* **DATA FOR THIS TASK**:

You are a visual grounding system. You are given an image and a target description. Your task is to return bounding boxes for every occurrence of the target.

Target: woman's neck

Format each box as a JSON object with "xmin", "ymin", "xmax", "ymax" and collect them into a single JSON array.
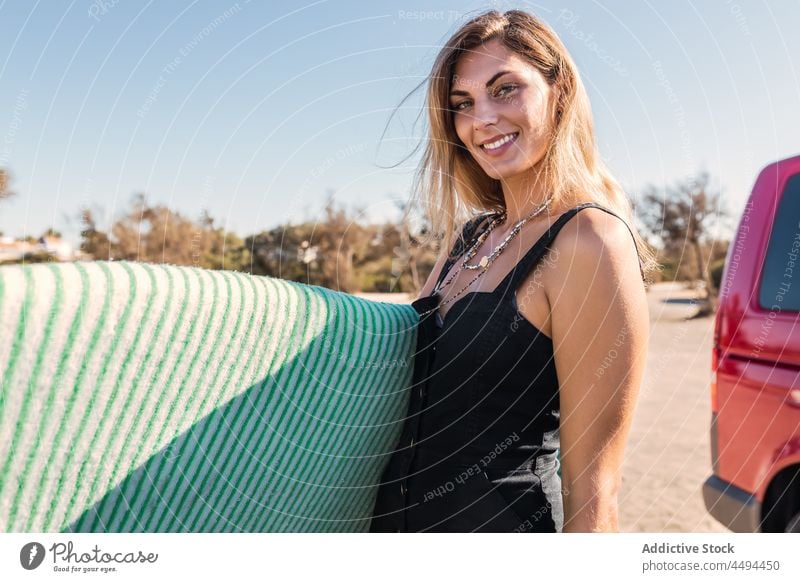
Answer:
[{"xmin": 500, "ymin": 170, "xmax": 551, "ymax": 223}]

* **EXERCISE DESCRIPTION**: With the pictures removed, set down every line of the listing above exactly.

* **WRITTEN SOLUTION**:
You are a visual grounding system. You are given an image and a target description. Your task is to return bounding boxes for every occurrence of the target.

Target: woman's neck

Format each box as a JSON object with "xmin", "ymin", "xmax", "ymax" and collect them into a single JSON array.
Answer:
[{"xmin": 500, "ymin": 170, "xmax": 551, "ymax": 223}]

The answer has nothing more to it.